----- RECORDED INFORMATION -----

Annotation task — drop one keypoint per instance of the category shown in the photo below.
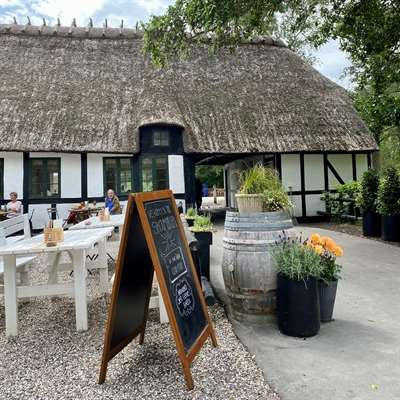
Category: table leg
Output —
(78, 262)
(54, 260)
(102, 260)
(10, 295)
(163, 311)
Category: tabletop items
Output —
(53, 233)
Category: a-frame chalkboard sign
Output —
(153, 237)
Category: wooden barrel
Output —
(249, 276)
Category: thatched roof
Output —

-----
----- RECORDED INFORMATION -----

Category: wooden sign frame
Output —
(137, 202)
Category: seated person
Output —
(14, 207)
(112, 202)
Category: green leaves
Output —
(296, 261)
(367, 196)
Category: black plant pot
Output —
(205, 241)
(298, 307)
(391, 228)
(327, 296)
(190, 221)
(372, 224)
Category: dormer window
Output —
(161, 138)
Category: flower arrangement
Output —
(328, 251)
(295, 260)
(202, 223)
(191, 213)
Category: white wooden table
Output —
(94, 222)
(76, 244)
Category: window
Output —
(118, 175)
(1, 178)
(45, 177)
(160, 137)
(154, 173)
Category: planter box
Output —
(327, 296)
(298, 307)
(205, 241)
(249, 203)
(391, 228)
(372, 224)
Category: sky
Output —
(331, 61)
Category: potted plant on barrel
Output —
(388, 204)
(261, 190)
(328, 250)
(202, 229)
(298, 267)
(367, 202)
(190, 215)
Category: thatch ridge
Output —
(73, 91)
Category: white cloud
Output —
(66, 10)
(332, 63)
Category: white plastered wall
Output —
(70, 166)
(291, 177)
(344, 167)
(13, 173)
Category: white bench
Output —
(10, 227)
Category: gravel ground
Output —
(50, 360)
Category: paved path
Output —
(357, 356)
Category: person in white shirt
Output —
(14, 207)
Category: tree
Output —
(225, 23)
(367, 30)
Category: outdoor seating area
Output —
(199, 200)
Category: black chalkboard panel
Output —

-----

REQUIRED WORK
For each line in the data that contains the string "frame", give a copy of that line.

OUTPUT BELOW
Category: a-frame chalkboard sign
Category: wooden sign frame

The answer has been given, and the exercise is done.